Output the data below word for word, with no changes.

◇ ◇ ◇ ◇ ◇

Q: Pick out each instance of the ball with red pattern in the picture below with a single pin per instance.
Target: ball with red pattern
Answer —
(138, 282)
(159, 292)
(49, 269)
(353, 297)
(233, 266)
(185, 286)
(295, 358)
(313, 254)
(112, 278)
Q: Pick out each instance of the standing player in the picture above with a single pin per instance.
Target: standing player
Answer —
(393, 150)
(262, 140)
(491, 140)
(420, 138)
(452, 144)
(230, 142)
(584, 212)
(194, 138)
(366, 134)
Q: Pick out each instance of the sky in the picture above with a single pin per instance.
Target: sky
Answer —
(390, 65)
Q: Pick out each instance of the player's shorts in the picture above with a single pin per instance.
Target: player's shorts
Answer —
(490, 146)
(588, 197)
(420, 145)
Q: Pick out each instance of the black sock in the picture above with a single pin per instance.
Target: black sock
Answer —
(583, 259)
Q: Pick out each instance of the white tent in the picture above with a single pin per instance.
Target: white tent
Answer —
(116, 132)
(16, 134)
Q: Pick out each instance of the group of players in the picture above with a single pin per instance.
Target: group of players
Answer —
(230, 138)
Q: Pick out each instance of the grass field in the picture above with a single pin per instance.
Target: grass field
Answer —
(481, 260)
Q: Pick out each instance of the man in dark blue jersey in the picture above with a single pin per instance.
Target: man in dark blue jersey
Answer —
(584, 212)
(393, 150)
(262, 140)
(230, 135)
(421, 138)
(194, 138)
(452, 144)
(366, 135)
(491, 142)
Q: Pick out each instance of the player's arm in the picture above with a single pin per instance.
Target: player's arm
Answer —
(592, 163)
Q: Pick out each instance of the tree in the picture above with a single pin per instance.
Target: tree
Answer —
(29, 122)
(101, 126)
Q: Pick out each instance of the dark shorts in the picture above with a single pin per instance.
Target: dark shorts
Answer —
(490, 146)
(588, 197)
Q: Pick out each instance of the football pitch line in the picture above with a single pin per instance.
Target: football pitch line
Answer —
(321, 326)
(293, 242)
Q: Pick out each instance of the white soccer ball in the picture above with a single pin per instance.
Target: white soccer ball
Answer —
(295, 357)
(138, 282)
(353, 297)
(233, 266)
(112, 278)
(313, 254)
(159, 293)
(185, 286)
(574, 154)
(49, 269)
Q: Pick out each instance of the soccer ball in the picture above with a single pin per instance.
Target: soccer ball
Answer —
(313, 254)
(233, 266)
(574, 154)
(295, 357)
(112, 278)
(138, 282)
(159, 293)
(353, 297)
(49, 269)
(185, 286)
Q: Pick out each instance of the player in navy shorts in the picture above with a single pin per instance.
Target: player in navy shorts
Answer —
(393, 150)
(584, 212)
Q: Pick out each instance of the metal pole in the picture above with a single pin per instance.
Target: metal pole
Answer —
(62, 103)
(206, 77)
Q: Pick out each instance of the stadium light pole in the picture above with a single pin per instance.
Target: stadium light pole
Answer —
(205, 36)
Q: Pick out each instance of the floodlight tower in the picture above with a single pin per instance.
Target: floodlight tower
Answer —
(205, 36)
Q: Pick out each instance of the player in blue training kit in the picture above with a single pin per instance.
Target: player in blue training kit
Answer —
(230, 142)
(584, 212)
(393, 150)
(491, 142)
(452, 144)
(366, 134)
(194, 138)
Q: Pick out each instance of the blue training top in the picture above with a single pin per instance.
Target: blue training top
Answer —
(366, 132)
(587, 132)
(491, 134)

◇ ◇ ◇ ◇ ◇

• _Exercise solution_
Q: Pick out each instance of the ball with red pattern in the picture below with a single pin per instance.
Target: ball with red pattern
Answer —
(138, 282)
(159, 292)
(49, 269)
(353, 297)
(233, 266)
(185, 286)
(295, 358)
(313, 254)
(112, 278)
Q: Pick out each instance of the standing player in the picture above with a single pin per instance.
Target: standing player
Answer —
(393, 150)
(262, 140)
(491, 140)
(420, 138)
(452, 144)
(230, 142)
(584, 212)
(194, 138)
(366, 134)
Q: Pick out each instance of the sky in the picture above with a single pin per instance.
Target: sky
Answer —
(390, 65)
Q: Pick out each instance of the player's shorts in the picture above with a single pin per instance.
Target: player's shorts
Answer —
(490, 146)
(588, 197)
(420, 145)
Q: Pick out each instance of the black sock in the picture above with a single pin per instance.
Target: black sock
Answer —
(583, 259)
Q: Pick out each instance of the white tent in the picture above with a single pin per instance.
Target: white tent
Answer —
(116, 132)
(16, 134)
Q: Pick out each instance of the group of players in the picture above with a single pin per instance.
Target: group of players
Answer —
(230, 138)
Q: Pick out each instance of the grass field in the picture above with a single pin per instance.
Target: grass field
Answer —
(481, 260)
Q: Pick out each instance of the man in dark blue jersey in the picture above with a single pin per instance.
Target: man in dark blue jersey
Answer —
(584, 212)
(393, 150)
(262, 140)
(230, 135)
(421, 138)
(194, 138)
(452, 144)
(366, 135)
(491, 142)
Q: Pick out each instance of the player's arm in the picture above with a single pin per instance.
Target: player's arm
Answer —
(592, 163)
Q: Pick out each instance of the tree in the picture above with a single pin per instance.
Target: tree
Answer —
(29, 122)
(101, 126)
Q: Pick out each instance of the dark shorts in the picture above with a single pin per instance.
Target: dark shorts
Answer —
(490, 146)
(588, 197)
Q: Pick out each instance of the football pitch line in the picture above with a single pin per instance.
Target: football pitch line
Answer —
(321, 326)
(293, 242)
Q: Pick out each instance of the white soccer ball in the picture above with a single pin per instance.
Target: white soccer ball
Answer —
(295, 357)
(138, 282)
(353, 297)
(233, 266)
(112, 278)
(313, 254)
(159, 293)
(185, 286)
(574, 154)
(49, 269)
Q: Pick out each instance of the soccer ball in the picture above with a single pin per instance.
Target: soccer ball
Answer —
(313, 254)
(233, 266)
(574, 154)
(295, 357)
(112, 278)
(138, 282)
(159, 293)
(353, 297)
(49, 269)
(185, 286)
Q: Pick out each instance of the player in navy shorts in the picture above with a single pin per instance.
Target: player in navy shorts
Answer —
(393, 150)
(584, 212)
Q: Pick out each instance of the metal pole in the picture above with a single pin per instance.
Target: metal pole
Answer —
(62, 103)
(206, 77)
Q: Pick out each instance of the stadium light pole in the picture above with a single pin per instance.
Target: stadium light pole
Answer —
(205, 36)
Q: Pick out each instance of the floodlight tower in the picture above with a single pin per instance.
Target: floodlight tower
Answer —
(205, 36)
Q: Pick out each instance of the player in blue training kit in the picture above with a single pin per instance.
Target: player in blue training kit
Answer —
(230, 142)
(584, 212)
(393, 150)
(491, 142)
(452, 144)
(366, 134)
(194, 138)
Q: Pick out each instance of the blue training top in the picture above with a single pin per instance.
Target: blue training top
Answer —
(366, 132)
(587, 132)
(491, 134)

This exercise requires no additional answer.